**PASSAGE SHOWN:**
======
Coming back to the Lemuria Golf Course, this is no boutique layout added as an afterthought to the resort: it’s a full-blown championship layout with some spectacular holes overlooking the sea, tonnes of elevation changes and presents a serious challenge. This course was ranked seventh in all of Africa last year. No small feat that, considering it’s the only course in Seychelles.

The course meanders along the coastline punctuated by elevated tees, water hazards and narrow fairways, and the back-nine is the tougher and prettier stretch. The par-3 150 yard 15th hole is quite extraordinary: with the tees perched high on a rocky ridge, which offers spectacular views of the ocean, and the green way down in the vale. It makes for an interesting shot, to say the least, with the ball falling as much as 60 ft from the tee to the green. Lemuria GC is also probably the only course in this part of the world with a beach so beautiful that even non-golfers come to the course just to be able to make their way there. Next to the 15th green is a small gate almost hidden in the foliage. Part the bushes and the famous Anse Georgette beach emerges into view—an Eden-ish picture-postcard crescent of white sand in what seems like a private cove.

Praslin Island’s sinful Eden-ish vibe has a lot to do with the famous Coco-de-Mer, which is found almost exclusively on this little island. This enormous coconut, which closely resembles a woman’s derriere, only grows on the venerable giant palms at the Vallee de Mai Nature Park in Praslin. Not surprisingly, the nuts were the subject of much mythological and magical speculation in the past. Victorian General Charles George Gordon, who popped by the island in 1881, thought he’d reached Eden and that the Coco de Mer was the original forbidden fruit. Today, people restrict themselves to drinking the nuts’ ‘aphrodisiacal’ water.

But besides that, depending on how long you choose to leer at the Coco de Mer (it’s a coconut, get over it), there’s really not that much to see around Praslin unless you take a ferry and go island hopping. There are some interesting ones around, the pick of which is undoubtedly La Digue, an impossibly small islet with the most stunning beaches in Seychelles.

The island has larger counterparts in the same neck of the woods—Maldives and Mauritius—to be sure, but when it comes to a retreat, then Praslin Island is an exile. While Mauritius is too large and accessible to be genuinely secluded—heck it can even be seen from space—Praslin is the remotest speck of tropical jungle in the Indian Ocean, where you can ogle at coconuts while lying on your stomach and get a deep-tissue shiatsu pampering at the same time. And the Lemuria Golf Club, along with the vulgar titillation of the Coco de Mer, is the most compelling reason to visit this isle of idyll. The air ferry for Praslin leaves every 30 minutes from Mahe: just make sure your pilot isn’t in it for the adventure.
======
**MATERIAL:**

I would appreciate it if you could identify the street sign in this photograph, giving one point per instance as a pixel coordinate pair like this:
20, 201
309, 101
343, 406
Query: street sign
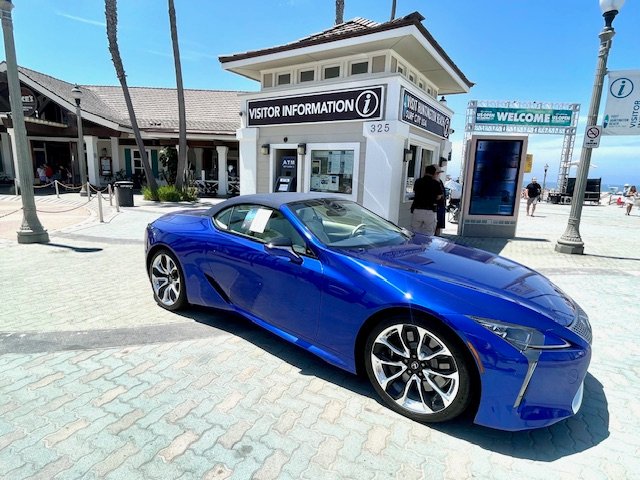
622, 111
528, 163
592, 136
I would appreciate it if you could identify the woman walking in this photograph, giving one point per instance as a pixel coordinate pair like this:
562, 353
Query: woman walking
630, 198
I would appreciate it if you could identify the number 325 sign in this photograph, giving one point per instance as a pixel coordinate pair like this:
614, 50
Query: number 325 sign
373, 128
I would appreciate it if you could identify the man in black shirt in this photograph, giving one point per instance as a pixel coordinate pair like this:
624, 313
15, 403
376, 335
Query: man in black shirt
427, 192
533, 192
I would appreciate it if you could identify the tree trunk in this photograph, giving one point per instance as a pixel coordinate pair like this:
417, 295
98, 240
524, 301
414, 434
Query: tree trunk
111, 14
182, 119
339, 12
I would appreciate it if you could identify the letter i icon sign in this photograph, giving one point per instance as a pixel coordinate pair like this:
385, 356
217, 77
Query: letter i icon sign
366, 103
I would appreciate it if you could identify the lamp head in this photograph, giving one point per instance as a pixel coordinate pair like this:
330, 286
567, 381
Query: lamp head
76, 92
610, 9
611, 5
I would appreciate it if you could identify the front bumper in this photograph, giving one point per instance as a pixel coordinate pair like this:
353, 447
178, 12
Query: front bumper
529, 390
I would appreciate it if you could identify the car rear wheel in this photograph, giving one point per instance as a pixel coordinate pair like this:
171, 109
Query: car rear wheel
167, 280
418, 369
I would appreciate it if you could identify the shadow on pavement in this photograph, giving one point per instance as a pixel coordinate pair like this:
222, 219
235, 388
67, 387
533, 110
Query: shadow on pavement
588, 428
634, 259
75, 249
493, 245
583, 431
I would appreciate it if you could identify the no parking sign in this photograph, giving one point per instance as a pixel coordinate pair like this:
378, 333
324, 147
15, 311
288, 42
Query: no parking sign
592, 136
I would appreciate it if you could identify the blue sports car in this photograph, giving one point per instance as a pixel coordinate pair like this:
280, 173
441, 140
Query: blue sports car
438, 328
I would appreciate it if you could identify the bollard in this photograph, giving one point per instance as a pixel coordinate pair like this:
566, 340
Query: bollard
99, 195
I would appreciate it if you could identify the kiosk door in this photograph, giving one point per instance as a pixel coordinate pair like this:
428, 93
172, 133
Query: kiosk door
286, 168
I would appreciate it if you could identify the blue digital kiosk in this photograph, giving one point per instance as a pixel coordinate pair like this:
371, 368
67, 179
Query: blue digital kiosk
494, 169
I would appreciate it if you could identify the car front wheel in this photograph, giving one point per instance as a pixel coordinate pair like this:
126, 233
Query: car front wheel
418, 369
167, 281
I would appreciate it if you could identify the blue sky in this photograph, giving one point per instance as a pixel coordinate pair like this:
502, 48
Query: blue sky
525, 50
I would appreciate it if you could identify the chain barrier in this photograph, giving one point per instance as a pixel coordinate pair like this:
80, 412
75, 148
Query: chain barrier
45, 185
68, 187
105, 189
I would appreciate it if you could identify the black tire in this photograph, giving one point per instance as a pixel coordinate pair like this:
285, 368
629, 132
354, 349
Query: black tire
418, 369
167, 280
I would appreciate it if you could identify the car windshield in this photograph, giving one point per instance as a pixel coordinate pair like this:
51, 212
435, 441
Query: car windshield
345, 224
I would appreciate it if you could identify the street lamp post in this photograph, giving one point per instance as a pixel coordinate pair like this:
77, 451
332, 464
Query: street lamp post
570, 242
31, 230
77, 95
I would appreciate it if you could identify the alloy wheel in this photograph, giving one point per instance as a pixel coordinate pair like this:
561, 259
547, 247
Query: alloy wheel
166, 280
415, 369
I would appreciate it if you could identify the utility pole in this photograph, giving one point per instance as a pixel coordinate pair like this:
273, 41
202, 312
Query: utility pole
31, 230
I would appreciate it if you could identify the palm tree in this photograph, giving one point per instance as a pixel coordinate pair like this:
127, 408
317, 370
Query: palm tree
339, 12
111, 14
182, 119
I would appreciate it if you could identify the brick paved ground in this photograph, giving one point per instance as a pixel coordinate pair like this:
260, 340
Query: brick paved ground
96, 381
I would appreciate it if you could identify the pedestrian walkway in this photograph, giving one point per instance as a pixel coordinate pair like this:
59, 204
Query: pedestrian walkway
98, 382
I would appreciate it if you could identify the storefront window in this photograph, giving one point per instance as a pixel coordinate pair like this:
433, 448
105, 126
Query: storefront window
332, 171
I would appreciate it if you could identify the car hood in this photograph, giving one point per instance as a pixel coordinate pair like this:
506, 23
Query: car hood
446, 262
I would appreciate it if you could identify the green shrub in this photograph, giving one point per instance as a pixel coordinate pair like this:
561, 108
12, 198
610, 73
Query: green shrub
190, 194
148, 195
168, 193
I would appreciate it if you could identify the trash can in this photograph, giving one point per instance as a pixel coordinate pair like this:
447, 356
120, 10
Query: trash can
124, 193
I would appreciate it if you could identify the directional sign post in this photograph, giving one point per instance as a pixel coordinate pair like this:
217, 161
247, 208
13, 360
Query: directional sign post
592, 136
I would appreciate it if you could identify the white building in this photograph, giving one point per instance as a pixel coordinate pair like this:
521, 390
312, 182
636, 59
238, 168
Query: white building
352, 110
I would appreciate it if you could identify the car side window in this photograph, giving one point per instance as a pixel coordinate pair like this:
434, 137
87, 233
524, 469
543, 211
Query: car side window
260, 223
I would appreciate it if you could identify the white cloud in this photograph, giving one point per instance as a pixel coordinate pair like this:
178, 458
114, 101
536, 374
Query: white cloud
82, 20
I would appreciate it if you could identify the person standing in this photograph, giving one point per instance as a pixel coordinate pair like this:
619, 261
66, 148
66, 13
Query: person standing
533, 191
630, 199
427, 192
442, 203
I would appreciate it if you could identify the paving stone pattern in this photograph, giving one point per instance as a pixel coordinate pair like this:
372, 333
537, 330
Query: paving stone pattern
97, 382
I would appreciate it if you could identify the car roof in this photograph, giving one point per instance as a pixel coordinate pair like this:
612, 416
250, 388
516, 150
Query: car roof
273, 200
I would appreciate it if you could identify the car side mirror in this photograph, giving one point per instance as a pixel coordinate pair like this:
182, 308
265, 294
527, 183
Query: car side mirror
407, 233
283, 247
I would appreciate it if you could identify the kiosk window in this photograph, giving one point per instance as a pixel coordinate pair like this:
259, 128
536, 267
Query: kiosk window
284, 79
377, 64
332, 171
331, 72
358, 68
307, 76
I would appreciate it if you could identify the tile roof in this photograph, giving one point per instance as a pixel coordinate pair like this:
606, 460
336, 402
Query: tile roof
207, 111
352, 28
211, 111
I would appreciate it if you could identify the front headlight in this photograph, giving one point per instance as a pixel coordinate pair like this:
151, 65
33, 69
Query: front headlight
520, 337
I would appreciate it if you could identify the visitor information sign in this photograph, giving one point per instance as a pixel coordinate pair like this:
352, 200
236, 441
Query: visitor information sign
622, 112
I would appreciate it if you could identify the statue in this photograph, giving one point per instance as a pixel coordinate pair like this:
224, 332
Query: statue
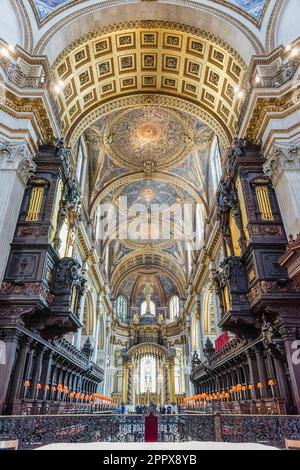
160, 318
88, 349
208, 348
148, 291
195, 360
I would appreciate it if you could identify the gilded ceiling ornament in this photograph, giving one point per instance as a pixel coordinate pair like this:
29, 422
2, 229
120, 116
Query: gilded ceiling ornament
148, 138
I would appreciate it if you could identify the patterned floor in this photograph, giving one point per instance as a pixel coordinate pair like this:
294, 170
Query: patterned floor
157, 446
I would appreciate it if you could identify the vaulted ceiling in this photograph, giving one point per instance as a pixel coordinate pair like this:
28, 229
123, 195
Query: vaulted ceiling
147, 95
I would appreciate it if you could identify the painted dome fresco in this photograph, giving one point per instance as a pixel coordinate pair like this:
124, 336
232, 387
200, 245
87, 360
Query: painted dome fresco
151, 137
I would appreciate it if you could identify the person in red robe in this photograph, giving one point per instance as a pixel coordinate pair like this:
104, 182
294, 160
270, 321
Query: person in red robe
151, 428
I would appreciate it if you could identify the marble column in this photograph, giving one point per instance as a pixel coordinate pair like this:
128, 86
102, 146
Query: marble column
16, 167
46, 373
17, 384
292, 349
283, 167
172, 383
37, 371
10, 344
262, 373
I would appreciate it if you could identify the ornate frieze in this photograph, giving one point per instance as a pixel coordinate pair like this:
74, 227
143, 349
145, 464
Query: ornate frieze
280, 160
17, 157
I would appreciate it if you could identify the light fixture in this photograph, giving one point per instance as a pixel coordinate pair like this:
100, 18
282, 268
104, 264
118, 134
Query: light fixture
57, 89
294, 52
257, 79
5, 52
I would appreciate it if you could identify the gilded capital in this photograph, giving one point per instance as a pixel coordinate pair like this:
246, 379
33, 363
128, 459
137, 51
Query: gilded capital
17, 157
280, 160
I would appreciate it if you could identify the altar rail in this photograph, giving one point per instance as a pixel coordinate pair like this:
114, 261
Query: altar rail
36, 431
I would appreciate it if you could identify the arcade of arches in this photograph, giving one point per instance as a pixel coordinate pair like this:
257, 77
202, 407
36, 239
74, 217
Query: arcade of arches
150, 211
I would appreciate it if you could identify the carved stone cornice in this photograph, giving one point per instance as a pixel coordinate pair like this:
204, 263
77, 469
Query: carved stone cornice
282, 159
17, 157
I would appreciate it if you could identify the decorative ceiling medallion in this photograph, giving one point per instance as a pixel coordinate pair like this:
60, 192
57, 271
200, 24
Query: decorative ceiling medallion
252, 9
46, 9
149, 138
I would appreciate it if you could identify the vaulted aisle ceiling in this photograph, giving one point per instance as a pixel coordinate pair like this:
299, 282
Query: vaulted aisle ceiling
148, 98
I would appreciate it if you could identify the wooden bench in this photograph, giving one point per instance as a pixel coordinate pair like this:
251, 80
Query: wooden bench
9, 445
290, 444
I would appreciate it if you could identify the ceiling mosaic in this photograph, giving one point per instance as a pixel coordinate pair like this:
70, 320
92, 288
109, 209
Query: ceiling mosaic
47, 8
149, 138
153, 59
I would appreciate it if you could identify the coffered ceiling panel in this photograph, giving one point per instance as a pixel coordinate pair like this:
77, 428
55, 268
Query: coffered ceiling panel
149, 57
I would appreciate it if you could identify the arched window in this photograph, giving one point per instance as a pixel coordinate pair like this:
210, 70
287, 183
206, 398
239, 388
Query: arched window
81, 163
209, 326
122, 307
144, 307
216, 162
174, 307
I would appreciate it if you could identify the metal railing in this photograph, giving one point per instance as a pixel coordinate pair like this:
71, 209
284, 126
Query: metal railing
37, 431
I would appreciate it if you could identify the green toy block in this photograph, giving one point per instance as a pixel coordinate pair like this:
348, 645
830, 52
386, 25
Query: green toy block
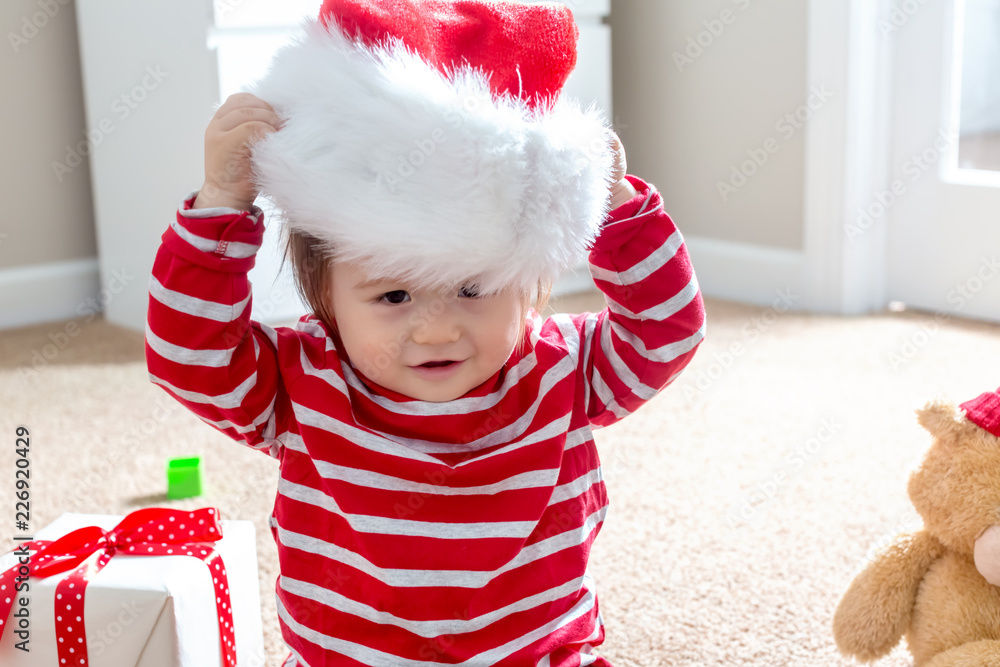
183, 478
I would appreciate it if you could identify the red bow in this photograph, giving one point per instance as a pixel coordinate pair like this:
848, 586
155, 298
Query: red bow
146, 532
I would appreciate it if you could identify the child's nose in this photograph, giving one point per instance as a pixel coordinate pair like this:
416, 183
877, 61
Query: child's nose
437, 328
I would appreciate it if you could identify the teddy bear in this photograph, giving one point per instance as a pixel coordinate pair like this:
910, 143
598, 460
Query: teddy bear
939, 586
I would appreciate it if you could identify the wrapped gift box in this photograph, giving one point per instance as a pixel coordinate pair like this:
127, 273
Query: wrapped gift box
156, 611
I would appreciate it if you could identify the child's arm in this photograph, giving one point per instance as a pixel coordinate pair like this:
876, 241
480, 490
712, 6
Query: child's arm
200, 343
655, 317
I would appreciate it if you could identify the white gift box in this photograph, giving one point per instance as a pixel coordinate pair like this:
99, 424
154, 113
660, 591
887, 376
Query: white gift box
147, 611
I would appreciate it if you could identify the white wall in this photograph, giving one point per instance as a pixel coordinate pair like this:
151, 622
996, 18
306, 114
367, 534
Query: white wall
981, 67
48, 265
698, 84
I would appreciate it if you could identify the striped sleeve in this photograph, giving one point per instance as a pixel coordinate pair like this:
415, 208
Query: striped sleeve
201, 345
655, 317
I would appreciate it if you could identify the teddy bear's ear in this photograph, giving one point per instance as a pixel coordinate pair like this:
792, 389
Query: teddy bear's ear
942, 419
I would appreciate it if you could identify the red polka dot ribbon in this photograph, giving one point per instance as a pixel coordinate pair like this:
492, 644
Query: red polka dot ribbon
146, 532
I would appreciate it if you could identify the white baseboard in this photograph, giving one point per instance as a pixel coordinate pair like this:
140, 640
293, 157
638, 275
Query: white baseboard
748, 273
47, 292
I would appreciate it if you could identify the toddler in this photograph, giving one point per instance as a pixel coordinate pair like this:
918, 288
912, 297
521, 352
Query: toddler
439, 484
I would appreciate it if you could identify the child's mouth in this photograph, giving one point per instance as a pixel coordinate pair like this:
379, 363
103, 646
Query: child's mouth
438, 370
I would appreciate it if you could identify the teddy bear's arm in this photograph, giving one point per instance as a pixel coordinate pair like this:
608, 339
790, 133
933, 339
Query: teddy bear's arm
875, 611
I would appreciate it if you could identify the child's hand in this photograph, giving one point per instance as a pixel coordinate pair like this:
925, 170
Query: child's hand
239, 123
621, 189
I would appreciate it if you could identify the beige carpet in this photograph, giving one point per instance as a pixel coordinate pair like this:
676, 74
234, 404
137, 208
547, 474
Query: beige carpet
743, 499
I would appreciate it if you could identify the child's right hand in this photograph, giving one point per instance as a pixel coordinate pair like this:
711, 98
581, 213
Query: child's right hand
238, 124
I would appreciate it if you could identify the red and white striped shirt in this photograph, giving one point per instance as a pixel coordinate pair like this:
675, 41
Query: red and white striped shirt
413, 533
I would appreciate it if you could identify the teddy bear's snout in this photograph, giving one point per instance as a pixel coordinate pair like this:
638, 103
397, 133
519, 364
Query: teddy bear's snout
987, 555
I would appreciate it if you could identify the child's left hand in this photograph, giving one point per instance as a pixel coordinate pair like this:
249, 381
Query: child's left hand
621, 189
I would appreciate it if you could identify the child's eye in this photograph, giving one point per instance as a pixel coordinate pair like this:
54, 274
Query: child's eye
394, 297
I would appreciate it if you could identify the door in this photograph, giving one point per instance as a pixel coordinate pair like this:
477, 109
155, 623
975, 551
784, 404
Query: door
942, 202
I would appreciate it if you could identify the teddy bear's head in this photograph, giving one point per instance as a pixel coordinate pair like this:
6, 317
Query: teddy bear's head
956, 489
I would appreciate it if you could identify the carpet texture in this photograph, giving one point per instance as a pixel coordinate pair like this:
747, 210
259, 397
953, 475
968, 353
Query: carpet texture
744, 498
======
**WHAT TO DO:**
1 > According to the Praslin travel piece, where was the Lemuria Golf Course ranked in all of Africa last year?
2 > Count the lines of the listing that contain the string "ground", treating uppercase and lowercase as different, and give only the number.
The Praslin travel piece and the listing have nothing to do with each other.

**TASK SOLUTIONS:**
1 > Seventh.

2 > 2